→ STATED EXERCISE: Copy the lines below word for word, from the line with "Pick out each instance of the white cloud" to the line with "Pick out each instance of the beach", including both of those lines.

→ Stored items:
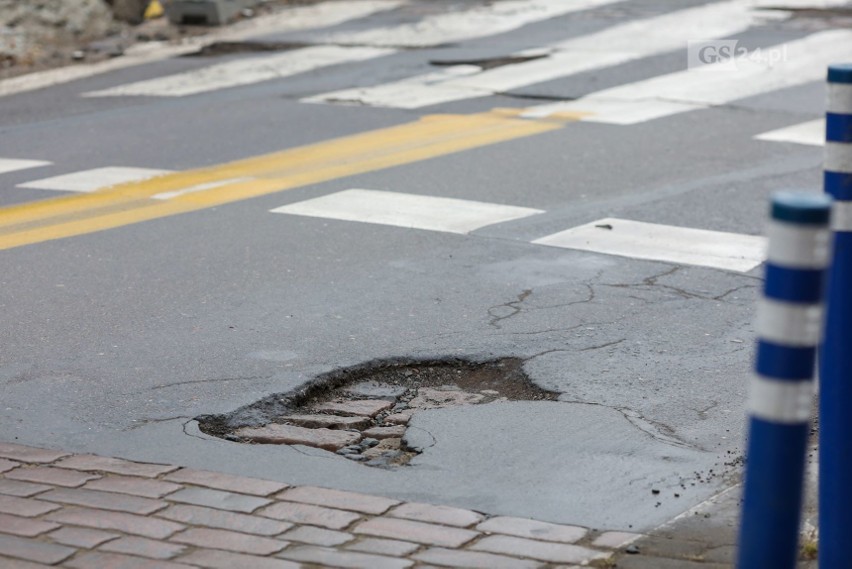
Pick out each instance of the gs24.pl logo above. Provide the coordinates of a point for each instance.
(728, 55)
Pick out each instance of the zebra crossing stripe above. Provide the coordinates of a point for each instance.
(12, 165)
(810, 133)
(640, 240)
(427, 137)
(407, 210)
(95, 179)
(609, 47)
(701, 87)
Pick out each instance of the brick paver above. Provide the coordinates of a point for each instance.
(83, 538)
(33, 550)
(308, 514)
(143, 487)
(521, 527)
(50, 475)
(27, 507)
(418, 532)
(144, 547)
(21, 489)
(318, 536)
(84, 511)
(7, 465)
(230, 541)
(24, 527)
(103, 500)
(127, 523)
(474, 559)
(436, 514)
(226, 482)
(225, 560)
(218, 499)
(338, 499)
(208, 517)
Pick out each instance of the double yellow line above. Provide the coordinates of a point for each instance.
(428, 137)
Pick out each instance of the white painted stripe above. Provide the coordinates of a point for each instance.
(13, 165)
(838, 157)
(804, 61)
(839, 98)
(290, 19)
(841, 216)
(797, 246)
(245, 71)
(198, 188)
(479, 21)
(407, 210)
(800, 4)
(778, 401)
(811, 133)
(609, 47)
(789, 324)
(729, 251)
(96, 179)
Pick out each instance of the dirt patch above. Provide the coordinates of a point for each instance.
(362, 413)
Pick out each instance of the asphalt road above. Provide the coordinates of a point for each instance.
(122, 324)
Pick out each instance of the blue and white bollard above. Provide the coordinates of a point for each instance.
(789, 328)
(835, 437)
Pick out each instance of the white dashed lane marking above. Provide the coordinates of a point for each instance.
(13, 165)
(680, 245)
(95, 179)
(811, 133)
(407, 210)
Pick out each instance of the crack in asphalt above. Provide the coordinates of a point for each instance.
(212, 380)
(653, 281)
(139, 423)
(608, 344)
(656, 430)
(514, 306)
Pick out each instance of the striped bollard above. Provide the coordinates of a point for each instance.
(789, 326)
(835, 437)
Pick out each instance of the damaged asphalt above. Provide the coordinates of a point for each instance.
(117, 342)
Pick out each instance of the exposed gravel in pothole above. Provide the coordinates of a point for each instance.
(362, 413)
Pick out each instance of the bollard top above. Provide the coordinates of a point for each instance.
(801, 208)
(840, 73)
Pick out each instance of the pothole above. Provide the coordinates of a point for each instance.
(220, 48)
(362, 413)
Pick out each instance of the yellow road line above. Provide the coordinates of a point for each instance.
* * *
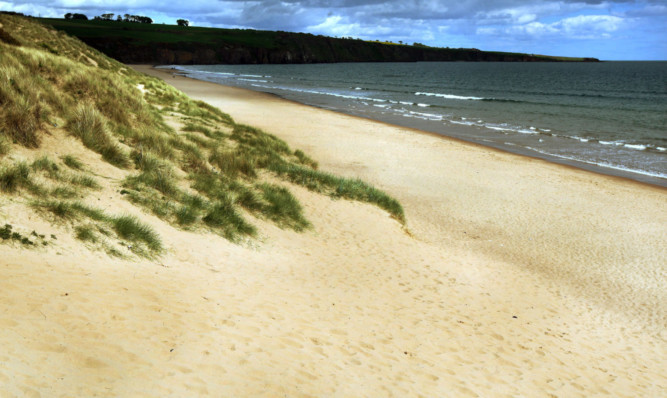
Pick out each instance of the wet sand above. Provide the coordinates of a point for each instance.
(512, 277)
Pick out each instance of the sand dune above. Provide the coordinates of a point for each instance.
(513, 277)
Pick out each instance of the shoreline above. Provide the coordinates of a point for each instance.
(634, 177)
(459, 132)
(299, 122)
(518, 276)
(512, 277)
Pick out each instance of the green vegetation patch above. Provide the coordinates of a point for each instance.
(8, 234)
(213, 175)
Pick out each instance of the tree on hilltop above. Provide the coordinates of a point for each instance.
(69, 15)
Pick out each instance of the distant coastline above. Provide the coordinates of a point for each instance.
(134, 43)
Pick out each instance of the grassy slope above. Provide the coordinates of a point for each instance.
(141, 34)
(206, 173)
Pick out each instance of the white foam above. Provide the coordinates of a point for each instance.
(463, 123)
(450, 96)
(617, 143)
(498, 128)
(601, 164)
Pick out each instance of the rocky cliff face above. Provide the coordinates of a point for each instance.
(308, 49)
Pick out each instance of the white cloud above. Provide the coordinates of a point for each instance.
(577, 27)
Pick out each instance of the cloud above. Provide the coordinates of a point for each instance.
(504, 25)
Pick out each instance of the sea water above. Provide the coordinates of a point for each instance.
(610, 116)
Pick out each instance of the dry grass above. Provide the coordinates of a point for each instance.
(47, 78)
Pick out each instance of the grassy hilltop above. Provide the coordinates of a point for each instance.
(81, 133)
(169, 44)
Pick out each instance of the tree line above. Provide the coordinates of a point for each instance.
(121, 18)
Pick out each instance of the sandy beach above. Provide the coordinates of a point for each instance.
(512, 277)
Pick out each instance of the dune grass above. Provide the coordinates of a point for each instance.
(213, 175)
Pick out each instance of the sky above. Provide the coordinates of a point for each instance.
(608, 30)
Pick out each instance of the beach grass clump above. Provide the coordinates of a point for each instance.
---
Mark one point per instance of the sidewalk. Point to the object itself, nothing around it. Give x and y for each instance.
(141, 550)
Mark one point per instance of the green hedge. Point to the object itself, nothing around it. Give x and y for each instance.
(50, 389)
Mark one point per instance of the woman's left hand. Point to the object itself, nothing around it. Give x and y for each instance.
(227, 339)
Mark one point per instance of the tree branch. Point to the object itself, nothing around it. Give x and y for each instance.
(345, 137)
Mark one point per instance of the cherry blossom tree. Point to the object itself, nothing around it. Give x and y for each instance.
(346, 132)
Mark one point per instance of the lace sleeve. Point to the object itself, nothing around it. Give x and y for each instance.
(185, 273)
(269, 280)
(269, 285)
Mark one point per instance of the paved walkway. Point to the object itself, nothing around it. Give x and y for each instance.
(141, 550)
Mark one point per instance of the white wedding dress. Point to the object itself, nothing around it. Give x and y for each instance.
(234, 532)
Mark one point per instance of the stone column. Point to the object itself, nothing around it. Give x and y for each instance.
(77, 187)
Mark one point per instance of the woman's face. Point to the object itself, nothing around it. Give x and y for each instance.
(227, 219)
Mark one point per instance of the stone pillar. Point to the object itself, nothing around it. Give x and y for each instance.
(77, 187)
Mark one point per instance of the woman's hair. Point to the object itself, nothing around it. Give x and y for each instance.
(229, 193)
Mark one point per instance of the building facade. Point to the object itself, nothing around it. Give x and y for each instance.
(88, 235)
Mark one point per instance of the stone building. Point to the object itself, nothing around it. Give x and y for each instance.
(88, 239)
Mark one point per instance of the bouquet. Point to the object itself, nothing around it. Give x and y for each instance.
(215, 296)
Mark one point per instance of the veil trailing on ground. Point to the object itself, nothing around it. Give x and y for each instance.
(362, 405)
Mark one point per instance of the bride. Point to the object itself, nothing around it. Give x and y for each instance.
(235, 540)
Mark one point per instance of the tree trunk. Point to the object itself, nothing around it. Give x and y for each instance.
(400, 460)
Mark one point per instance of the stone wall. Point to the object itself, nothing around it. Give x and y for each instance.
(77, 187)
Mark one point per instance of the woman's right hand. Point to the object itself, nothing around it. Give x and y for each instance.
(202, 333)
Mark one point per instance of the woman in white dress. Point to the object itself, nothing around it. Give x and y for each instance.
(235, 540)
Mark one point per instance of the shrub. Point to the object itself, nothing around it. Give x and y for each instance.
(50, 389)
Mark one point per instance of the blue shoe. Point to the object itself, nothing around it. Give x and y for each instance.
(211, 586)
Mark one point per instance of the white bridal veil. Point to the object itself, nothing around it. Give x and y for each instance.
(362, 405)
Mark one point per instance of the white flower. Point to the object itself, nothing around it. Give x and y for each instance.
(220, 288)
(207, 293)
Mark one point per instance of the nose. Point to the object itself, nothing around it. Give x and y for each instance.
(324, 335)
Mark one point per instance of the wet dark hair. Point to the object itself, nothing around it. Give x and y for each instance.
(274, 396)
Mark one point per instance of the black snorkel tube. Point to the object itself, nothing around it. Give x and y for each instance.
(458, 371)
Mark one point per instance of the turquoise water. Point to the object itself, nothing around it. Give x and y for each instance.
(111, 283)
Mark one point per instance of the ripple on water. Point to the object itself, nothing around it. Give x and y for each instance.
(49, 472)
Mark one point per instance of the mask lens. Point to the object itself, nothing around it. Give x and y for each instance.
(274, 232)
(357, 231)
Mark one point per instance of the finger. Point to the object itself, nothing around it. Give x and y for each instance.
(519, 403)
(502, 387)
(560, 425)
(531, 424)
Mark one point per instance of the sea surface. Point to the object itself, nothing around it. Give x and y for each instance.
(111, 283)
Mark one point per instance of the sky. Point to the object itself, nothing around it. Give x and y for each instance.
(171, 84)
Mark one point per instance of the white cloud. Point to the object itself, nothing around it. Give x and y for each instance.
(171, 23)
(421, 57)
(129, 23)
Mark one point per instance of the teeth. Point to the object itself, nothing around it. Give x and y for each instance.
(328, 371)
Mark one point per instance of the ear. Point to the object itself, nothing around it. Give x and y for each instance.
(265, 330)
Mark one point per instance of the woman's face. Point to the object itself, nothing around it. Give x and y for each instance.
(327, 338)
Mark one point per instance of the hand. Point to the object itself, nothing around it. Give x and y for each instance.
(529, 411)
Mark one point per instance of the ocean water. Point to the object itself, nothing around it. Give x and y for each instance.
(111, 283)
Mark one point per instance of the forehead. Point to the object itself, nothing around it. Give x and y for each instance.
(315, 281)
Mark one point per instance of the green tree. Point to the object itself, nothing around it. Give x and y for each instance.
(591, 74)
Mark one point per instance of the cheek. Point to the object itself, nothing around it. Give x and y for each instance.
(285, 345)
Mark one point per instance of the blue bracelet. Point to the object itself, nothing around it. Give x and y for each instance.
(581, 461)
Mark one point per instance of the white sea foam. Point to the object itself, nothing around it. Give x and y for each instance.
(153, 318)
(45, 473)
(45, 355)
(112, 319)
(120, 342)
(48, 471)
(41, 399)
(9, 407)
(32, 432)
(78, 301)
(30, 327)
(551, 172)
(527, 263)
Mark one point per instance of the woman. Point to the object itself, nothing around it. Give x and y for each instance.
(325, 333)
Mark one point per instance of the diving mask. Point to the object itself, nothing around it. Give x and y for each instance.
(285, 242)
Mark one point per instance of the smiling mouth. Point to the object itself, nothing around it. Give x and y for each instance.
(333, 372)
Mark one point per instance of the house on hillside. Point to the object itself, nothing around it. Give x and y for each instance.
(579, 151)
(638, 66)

→ WRITTEN ANSWER:
Pick out each instance of the white cloud above. Provide the coordinates of a point for each instance.
(577, 27)
Pick out each instance of the cloud above. Provide the coordinates of a point for each instance.
(504, 25)
Pick out each instance of the sea water above. Provide the coordinates of a point for each instance.
(610, 116)
Pick out each instance of the dry grass above. Provide the coordinates of a point for each instance.
(47, 78)
Pick out each instance of the grassy hilltop above. Provide the coordinates of a point for each instance.
(81, 133)
(169, 44)
Pick out each instance of the tree line above. Provide the coordinates of a point for each instance.
(121, 18)
Pick out each instance of the sandy beach above. Provide the coordinates of a point for each instance.
(512, 277)
Pick out each instance of the dune grass above. Provide the coordinates of a point for each instance.
(213, 175)
Pick out each instance of the sky above. Provide the coordinates of a point for each instance.
(608, 30)
Pick out each instance of the beach grass clump above. Provide the coordinates of a point for each instance.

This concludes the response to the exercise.